**RECORDS PROVIDED**
┏━━

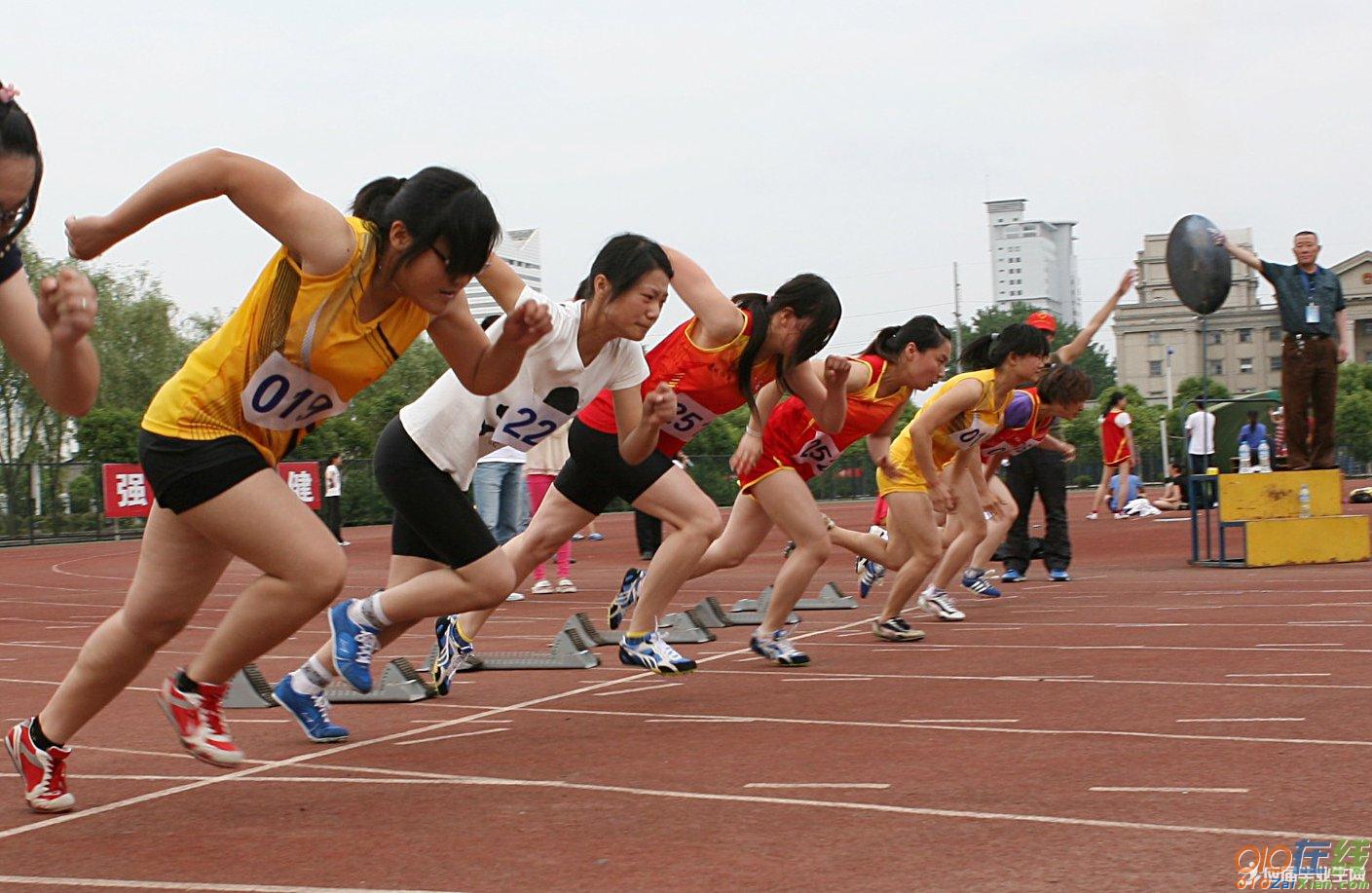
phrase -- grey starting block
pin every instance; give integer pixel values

┗━━
┏━━

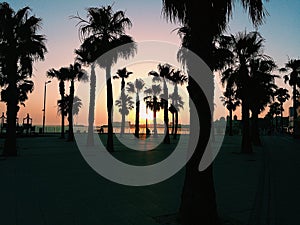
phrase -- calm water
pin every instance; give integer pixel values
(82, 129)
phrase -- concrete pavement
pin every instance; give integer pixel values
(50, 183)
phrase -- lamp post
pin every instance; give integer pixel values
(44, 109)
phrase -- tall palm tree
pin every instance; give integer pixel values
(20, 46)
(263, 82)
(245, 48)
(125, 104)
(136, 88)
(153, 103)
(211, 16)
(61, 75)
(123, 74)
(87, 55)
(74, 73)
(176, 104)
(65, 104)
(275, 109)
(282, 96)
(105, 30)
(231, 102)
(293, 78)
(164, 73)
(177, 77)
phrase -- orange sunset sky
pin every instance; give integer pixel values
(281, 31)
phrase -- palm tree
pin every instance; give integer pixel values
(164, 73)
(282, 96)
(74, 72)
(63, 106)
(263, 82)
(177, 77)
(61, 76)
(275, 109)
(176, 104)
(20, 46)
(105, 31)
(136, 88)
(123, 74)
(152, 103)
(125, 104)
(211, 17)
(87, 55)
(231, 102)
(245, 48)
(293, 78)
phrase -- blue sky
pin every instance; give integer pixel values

┗━━
┏━━

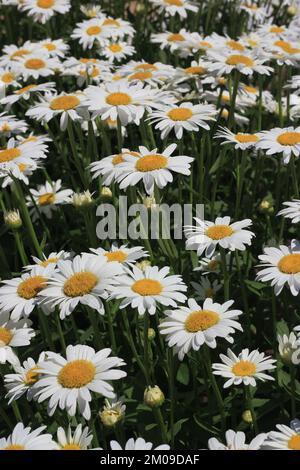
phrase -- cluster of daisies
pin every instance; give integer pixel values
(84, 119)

┗━━

**WHAT THE EXERCISE ASKS**
In the listing above, count each line that holds the word "phrase" and report the number alone.

**EXPECTED ANSWER**
9